--- START OF Excerpted passage ---

Agent skill

subtitle-to-document

Convert subtitle files (WebVTT .vtt and SubRip .srt) into clean, readable text documents with multi-language support (English, Traditional Chinese, Simplified Chinese). Auto-detects format and language, removes timestamps and formatting, merges captions into natural paragraphs, strips annotations, and fixes spacing appropriately for each language. Use when the user provides a subtitle file or asks to convert captions to text.

Stars 0
Forks 0

Install this agent skill to your Project

npx add-skill https://github.com/blue119/yp-skills/tree/main/subtitle-to-document

SKILL.md

Subtitles to Document

Convert WebVTT (.vtt) and SubRip (.srt) subtitle files into clean, readable text documents with natural paragraph flow and multi-language support.

Supported Languages

  • English (en) - Automatic capitalization, space-based word separation
  • Traditional Chinese (zh_tw / \u7e41\u9ad4\u4e2d\u6587) - Chinese punctuation detection, no spaces between characters
  • Simplified Chinese (zh_cn / \u7b80\u4f53\u4e2d\u6587) - Chinese punctuation detection, no spaces between characters

The script auto-detects the subtitle format (VTT or SRT) and the language by default.

Quick Start

Auto-detect Format and Language (Default)

When the user provides a subtitle file path, run the conversion script:

bash
python scripts/subtitle_to_text.py input.vtt
# or
python scripts/subtitle_to_text.py input.srt

This creates input.txt in the same directory with cleaned, formatted text.

--- END OF Excerpted passage ---
--- START OF Supplied information ---

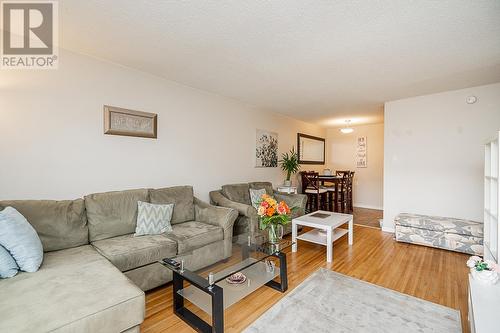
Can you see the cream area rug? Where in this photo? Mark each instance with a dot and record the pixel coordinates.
(331, 302)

--- END OF Supplied information ---

- Task directions
Rewrite the subtitle-to-document page from "The script auto-detects" to "cleaned, formatted text.", swapping "conversion script" for "converter". The material plays no part in this work.

- Reply
The script auto-detects the subtitle format (VTT or SRT) and the language by default.

Quick Start

Auto-detect Format and Language (Default)

When the user provides a subtitle file path, run the converter:

bash
python scripts/subtitle_to_text.py input.vtt
# or
python scripts/subtitle_to_text.py input.srt

This creates input.txt in the same directory with cleaned, formatted text.